__Job__.
Please copy the listing below, swapping "Tag each one" for "Mark each one" everywhere it appears and keeping every other part unchanged.

__Given information__.
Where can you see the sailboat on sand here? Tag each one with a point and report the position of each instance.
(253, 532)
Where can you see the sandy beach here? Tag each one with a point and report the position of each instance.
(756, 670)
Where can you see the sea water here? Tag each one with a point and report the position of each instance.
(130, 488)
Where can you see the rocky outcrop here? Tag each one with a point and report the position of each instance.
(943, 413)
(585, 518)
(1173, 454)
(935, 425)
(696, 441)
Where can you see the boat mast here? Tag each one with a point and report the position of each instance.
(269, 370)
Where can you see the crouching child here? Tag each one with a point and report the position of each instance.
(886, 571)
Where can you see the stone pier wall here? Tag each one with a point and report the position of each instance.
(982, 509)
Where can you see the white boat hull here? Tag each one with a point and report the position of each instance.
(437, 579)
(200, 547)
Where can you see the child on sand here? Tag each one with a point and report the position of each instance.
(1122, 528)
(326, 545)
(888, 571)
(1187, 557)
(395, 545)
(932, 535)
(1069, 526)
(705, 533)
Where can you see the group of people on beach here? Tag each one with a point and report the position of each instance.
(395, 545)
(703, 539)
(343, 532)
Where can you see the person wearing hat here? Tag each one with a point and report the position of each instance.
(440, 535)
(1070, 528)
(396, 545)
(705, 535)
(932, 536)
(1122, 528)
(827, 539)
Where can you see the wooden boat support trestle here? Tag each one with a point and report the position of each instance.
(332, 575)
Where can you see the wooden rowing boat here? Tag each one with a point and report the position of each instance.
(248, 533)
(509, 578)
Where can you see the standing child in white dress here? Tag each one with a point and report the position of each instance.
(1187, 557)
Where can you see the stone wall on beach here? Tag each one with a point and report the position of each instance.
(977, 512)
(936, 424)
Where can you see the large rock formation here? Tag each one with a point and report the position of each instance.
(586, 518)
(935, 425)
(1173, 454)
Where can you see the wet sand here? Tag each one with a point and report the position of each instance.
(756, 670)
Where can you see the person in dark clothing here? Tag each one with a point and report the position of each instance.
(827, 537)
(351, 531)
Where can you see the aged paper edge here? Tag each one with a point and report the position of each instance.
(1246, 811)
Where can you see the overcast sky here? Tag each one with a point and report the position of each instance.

__Written answer__.
Where can you see the sailboat on sand here? Mark each one with a point and report the position of each instance.
(253, 532)
Where can you see the sandy beach here? Mark each one with a point and report the position of each instance.
(756, 670)
Where can you see the sea water here? Mark each one with a point and report the position of each instance.
(130, 488)
Where can you see the rocky outcrop here? Mark each one with a point and report the position of each instance.
(943, 413)
(585, 518)
(1173, 454)
(935, 425)
(696, 441)
Where can you see the boat mast here? Mark each one with a point and report the position of each instance.
(269, 370)
Where can you see the crouching child here? Mark each one with a point and report the position of each instance.
(886, 571)
Where can you see the stone pier wall here? Mark each one with a point and report the position of each instance.
(982, 509)
Where can you see the white boat hull here? Mark each one with a point and report the position of each instance.
(437, 579)
(200, 547)
Where can you see the child on sand here? Mark each one with a point and report the position of each instance.
(1122, 528)
(326, 545)
(888, 571)
(1187, 557)
(395, 545)
(932, 535)
(1069, 526)
(705, 533)
Where can you see the group of people on beach here? Mark each one with a point and report the position of each instance.
(395, 545)
(703, 539)
(343, 532)
Where can you see the person wearing hat here? Mark each one with a point and report the position of each instance.
(440, 535)
(1070, 528)
(396, 545)
(705, 535)
(932, 536)
(1122, 528)
(827, 539)
Where can you see the wooden boat support trestle here? Mark each one with a point and report the position of each instance.
(332, 575)
Where can you see the wooden rowing boat here? Mark each one with a point and report the position of each instance.
(248, 533)
(509, 578)
Where can you see the standing child in white dress here? Mark each one with a point and report the position of each instance.
(1187, 557)
Where can you see the stone wall on beach here? Mark each one with a point and report the position of each instance.
(977, 512)
(936, 424)
Where can you see the large rock formation here? Mark each one with a point and report the position of each instance.
(586, 518)
(935, 425)
(1173, 454)
Where can you see the wet sand here? Mark each one with a point and report the position of each instance.
(756, 670)
Where can you see the person in dark clothing here? Mark each one with a point and report the position of each instance.
(827, 537)
(351, 531)
Where can you see the aged paper edge here? Mark each one with a point and report the position of each instance.
(1246, 811)
Where can you see the overcast sky here? Mark each one with a point and report the position of each instance.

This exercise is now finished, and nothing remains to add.